▶ _WHAT THE TASK REQUIRES_: Copy each line of the records exactly, stopping only after the line that contains "TARGET = shrub row" has been written, and leave pictures out.

▶ _SUPPLIED DATA_:
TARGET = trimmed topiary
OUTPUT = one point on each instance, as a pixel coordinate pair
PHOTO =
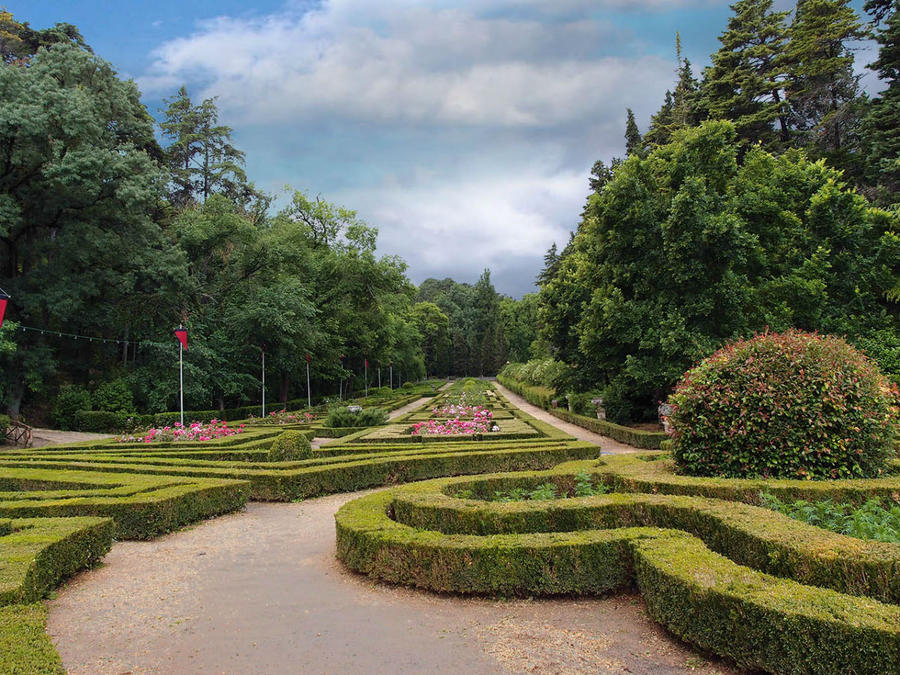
(290, 445)
(790, 405)
(348, 417)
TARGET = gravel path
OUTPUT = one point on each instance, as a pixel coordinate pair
(261, 592)
(44, 437)
(606, 444)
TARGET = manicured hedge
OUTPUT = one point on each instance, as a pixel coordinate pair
(647, 440)
(541, 397)
(756, 537)
(141, 506)
(290, 445)
(25, 647)
(654, 473)
(757, 619)
(315, 477)
(38, 553)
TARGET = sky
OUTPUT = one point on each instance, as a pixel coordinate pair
(464, 131)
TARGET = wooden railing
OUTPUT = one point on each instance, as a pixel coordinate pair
(18, 434)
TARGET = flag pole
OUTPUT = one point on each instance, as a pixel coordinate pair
(308, 390)
(181, 376)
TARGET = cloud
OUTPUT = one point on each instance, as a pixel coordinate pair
(465, 132)
(412, 66)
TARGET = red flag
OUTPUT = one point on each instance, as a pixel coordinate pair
(181, 334)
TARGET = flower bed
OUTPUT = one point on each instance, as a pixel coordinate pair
(465, 420)
(196, 432)
(283, 417)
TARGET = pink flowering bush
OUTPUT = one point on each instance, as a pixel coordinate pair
(196, 432)
(284, 417)
(789, 405)
(481, 422)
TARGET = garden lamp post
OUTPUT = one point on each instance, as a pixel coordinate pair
(262, 350)
(4, 298)
(308, 390)
(181, 334)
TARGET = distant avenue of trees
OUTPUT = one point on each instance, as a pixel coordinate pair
(763, 194)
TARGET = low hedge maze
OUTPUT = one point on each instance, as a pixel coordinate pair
(729, 577)
(542, 397)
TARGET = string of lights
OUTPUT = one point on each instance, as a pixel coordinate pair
(86, 338)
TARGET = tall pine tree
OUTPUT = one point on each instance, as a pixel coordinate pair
(744, 82)
(634, 144)
(882, 124)
(821, 86)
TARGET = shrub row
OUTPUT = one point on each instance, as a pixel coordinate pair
(654, 473)
(647, 440)
(749, 535)
(312, 478)
(100, 421)
(759, 620)
(141, 506)
(542, 397)
(25, 647)
(38, 553)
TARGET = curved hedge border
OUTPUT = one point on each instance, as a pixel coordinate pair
(36, 554)
(757, 619)
(315, 477)
(141, 506)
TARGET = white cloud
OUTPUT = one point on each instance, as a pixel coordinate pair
(518, 107)
(493, 221)
(421, 66)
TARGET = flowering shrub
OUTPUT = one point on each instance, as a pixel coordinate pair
(284, 417)
(195, 432)
(450, 427)
(481, 422)
(791, 405)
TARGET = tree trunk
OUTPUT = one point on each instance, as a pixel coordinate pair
(17, 391)
(285, 385)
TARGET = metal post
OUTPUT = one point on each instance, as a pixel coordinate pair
(181, 376)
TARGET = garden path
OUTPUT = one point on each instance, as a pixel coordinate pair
(606, 444)
(260, 591)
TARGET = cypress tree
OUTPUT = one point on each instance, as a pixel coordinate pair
(744, 82)
(821, 86)
(634, 144)
(882, 124)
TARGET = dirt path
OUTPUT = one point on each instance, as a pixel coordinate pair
(582, 434)
(261, 592)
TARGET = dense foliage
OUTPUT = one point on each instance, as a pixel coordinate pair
(688, 247)
(345, 416)
(747, 204)
(793, 405)
(875, 519)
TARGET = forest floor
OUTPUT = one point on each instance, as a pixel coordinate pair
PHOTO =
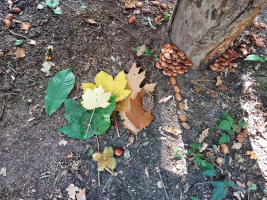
(34, 166)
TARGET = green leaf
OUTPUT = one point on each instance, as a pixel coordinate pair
(253, 57)
(52, 3)
(224, 138)
(209, 172)
(79, 119)
(195, 145)
(253, 187)
(57, 11)
(225, 125)
(58, 90)
(177, 153)
(18, 42)
(218, 184)
(205, 165)
(83, 7)
(89, 151)
(218, 193)
(245, 125)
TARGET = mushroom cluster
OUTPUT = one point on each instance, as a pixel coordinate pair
(229, 55)
(173, 61)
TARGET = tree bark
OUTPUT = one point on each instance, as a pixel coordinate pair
(203, 29)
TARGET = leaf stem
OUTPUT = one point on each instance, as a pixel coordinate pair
(117, 125)
(89, 124)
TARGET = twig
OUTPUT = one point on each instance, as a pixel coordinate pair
(17, 34)
(163, 183)
(2, 110)
(117, 125)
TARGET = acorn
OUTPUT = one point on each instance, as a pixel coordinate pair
(172, 80)
(178, 97)
(9, 17)
(118, 151)
(15, 10)
(8, 23)
(132, 20)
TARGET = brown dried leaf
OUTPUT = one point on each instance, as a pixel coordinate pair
(202, 136)
(20, 53)
(25, 26)
(219, 81)
(72, 189)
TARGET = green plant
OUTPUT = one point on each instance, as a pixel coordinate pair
(219, 191)
(253, 57)
(177, 153)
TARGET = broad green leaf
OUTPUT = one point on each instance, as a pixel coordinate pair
(57, 11)
(218, 184)
(79, 119)
(205, 165)
(253, 57)
(52, 3)
(58, 90)
(18, 42)
(224, 138)
(218, 193)
(177, 153)
(209, 172)
(225, 125)
(245, 125)
(253, 187)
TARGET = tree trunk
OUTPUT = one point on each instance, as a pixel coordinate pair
(203, 29)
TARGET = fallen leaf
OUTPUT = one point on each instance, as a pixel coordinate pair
(70, 155)
(25, 26)
(171, 130)
(219, 81)
(136, 12)
(242, 137)
(252, 155)
(90, 21)
(62, 142)
(146, 172)
(141, 50)
(46, 68)
(164, 100)
(137, 115)
(204, 146)
(237, 145)
(81, 194)
(33, 42)
(95, 98)
(202, 136)
(20, 53)
(3, 171)
(72, 189)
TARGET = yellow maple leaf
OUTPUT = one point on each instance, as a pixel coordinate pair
(116, 86)
(95, 98)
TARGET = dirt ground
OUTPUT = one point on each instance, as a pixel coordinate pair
(38, 168)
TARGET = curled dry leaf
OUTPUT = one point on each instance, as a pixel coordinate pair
(202, 136)
(171, 130)
(237, 145)
(252, 155)
(62, 142)
(164, 100)
(224, 148)
(204, 146)
(20, 53)
(72, 189)
(219, 81)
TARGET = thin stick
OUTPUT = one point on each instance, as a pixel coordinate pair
(117, 125)
(163, 184)
(17, 34)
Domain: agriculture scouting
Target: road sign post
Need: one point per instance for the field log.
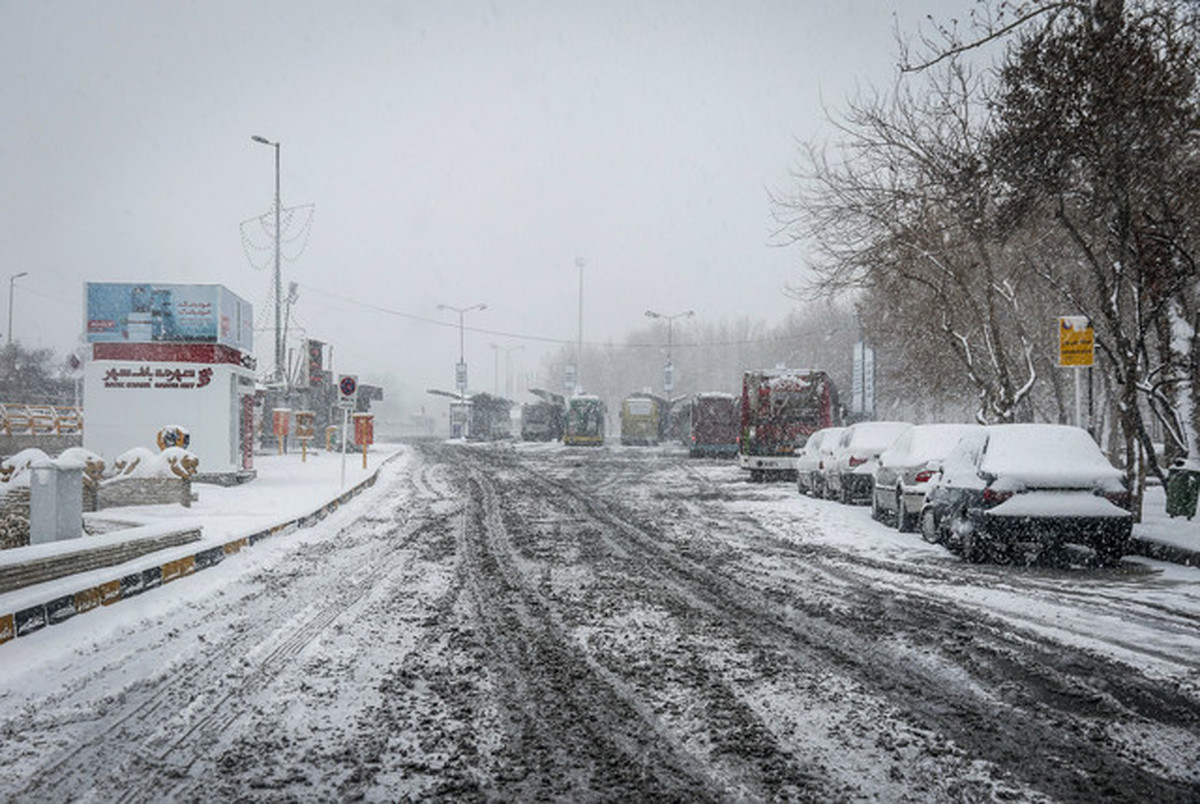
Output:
(1077, 349)
(347, 400)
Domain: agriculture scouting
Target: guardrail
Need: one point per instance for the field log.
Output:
(18, 419)
(57, 610)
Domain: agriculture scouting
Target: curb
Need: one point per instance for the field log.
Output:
(64, 607)
(1164, 552)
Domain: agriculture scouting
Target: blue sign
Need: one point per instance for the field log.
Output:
(141, 312)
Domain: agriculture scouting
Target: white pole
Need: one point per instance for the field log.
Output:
(1079, 399)
(346, 415)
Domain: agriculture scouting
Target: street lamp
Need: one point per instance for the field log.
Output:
(669, 370)
(461, 369)
(580, 262)
(279, 279)
(12, 281)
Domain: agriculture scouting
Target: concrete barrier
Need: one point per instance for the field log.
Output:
(64, 607)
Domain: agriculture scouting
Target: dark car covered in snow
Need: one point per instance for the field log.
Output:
(1027, 487)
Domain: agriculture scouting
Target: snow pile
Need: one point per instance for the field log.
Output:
(15, 469)
(142, 462)
(93, 463)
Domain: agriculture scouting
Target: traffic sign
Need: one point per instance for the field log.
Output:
(1077, 341)
(347, 391)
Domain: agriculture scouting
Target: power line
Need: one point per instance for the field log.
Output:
(520, 336)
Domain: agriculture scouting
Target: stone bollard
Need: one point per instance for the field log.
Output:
(55, 501)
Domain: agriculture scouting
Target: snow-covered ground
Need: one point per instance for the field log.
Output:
(531, 622)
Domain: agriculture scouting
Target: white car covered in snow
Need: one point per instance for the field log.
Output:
(1039, 486)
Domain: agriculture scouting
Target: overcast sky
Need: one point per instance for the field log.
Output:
(455, 153)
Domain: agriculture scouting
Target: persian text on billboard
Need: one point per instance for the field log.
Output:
(169, 313)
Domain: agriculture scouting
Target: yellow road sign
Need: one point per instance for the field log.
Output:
(1077, 342)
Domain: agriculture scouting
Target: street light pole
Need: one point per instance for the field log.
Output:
(461, 381)
(669, 372)
(580, 262)
(12, 281)
(279, 277)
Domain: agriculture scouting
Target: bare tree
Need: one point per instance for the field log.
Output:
(1098, 133)
(907, 215)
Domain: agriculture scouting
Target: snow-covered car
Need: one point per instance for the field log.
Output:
(1011, 487)
(808, 460)
(850, 477)
(905, 469)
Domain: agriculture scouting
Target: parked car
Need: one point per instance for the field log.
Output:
(1027, 486)
(850, 477)
(808, 460)
(905, 469)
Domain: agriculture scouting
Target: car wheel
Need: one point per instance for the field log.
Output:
(929, 529)
(905, 522)
(876, 511)
(1109, 552)
(978, 547)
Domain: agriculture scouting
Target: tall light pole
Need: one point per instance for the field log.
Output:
(279, 279)
(12, 281)
(580, 262)
(461, 369)
(669, 370)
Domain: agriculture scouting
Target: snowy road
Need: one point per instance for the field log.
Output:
(618, 623)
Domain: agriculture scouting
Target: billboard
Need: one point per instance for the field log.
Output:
(142, 312)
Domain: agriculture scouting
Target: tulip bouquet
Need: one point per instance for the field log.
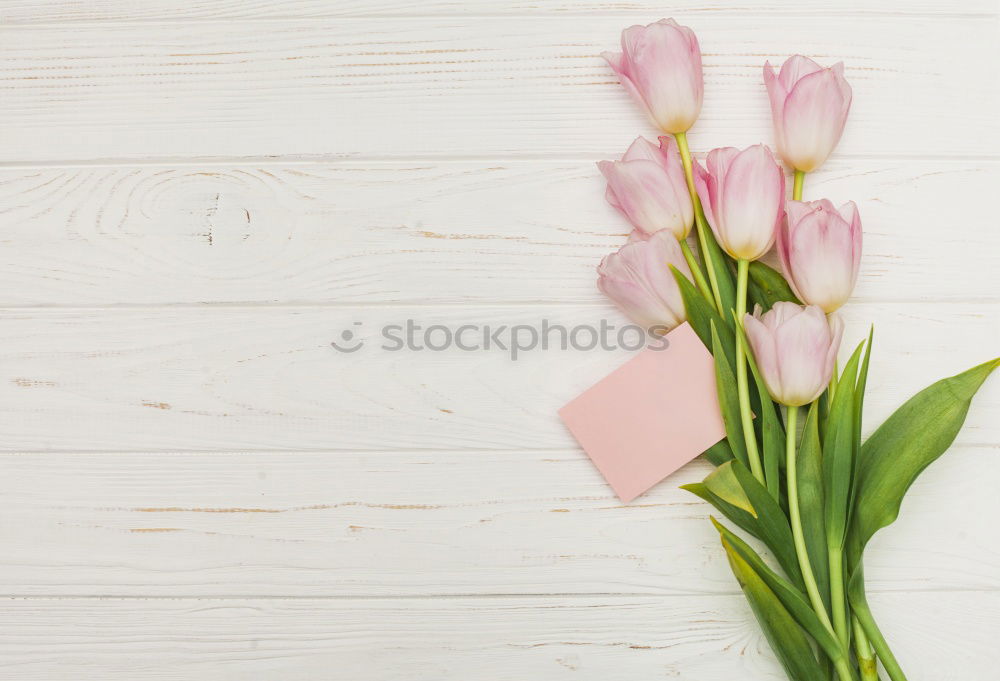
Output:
(794, 471)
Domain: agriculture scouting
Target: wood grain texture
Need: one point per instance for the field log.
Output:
(268, 378)
(443, 232)
(611, 637)
(422, 524)
(52, 11)
(483, 86)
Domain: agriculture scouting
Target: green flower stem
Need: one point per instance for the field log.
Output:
(798, 178)
(838, 601)
(812, 589)
(880, 645)
(742, 386)
(864, 652)
(681, 138)
(699, 276)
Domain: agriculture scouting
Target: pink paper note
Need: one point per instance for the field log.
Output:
(651, 416)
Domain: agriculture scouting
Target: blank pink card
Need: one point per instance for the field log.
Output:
(651, 416)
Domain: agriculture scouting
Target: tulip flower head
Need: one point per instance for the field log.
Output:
(809, 106)
(638, 279)
(820, 251)
(795, 348)
(743, 194)
(660, 66)
(649, 188)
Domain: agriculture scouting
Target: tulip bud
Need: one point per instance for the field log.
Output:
(649, 188)
(660, 66)
(795, 348)
(820, 251)
(809, 106)
(743, 194)
(639, 280)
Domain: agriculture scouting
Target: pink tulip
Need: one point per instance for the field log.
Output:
(743, 194)
(795, 348)
(649, 188)
(820, 251)
(660, 66)
(640, 282)
(809, 106)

▶ _RESPONSE TO THIS EXERCISE_:
TARGET = trimmed topiary
OUTPUT = one point on each instance, as a pixel coordinate pair
PHOTO =
(290, 445)
(790, 405)
(348, 417)
TARGET = gravel path
OUTPUT = one point on each instance, as a pixel coordinate pair
(261, 592)
(44, 437)
(606, 444)
TARGET = manicured hedge
OUTPUT = one point on each instance, as a pixel coordinate pair
(647, 440)
(541, 397)
(756, 537)
(141, 506)
(290, 445)
(25, 647)
(654, 473)
(757, 619)
(315, 477)
(38, 553)
TARGET = sky
OUTPUT = one point on each instance, as a pixel coordinate pair
(464, 131)
TARGET = wooden railing
OUTPUT = one point on each instance, as a pixel coordinate pair
(18, 434)
TARGET = flag pole
OUTPUT = one point on each instance, as a pixel coordinate pair
(308, 390)
(181, 376)
TARGET = cloud
OUTPUT = one point on each instance, as a pixel coordinate pair
(465, 132)
(412, 66)
TARGET = red flag
OUTPUT = one point on each instance, as a pixel coordinate pair
(181, 334)
TARGET = flower bed
OUTPUT = one point on each instance, as a pixel coordinate pair
(465, 420)
(196, 432)
(283, 417)
TARGET = pink flowering bush
OUTPUT = one point on each instance, as a pixel coordinate pair
(196, 432)
(284, 417)
(789, 405)
(481, 422)
TARGET = garden lamp post
OUTPUT = one point on each instance, as a pixel coordinate pair
(262, 350)
(4, 298)
(308, 390)
(181, 334)
TARGET = distant avenue of trees
OUTPUT = one point on each instance, as a pixel coordinate pair
(763, 194)
TARGET = low hedge maze
OUTPUT = one point on each instance, as a pixel coordinate pair
(729, 577)
(542, 397)
TARGET = string of lights
OUTPUT = one point on each instance, as a pixel coordinate pair
(86, 338)
TARGET = tall pine tree
OUTPUT = one point on each instance, as a pixel coordinate pair
(744, 82)
(634, 144)
(882, 124)
(821, 86)
TARGET = shrub row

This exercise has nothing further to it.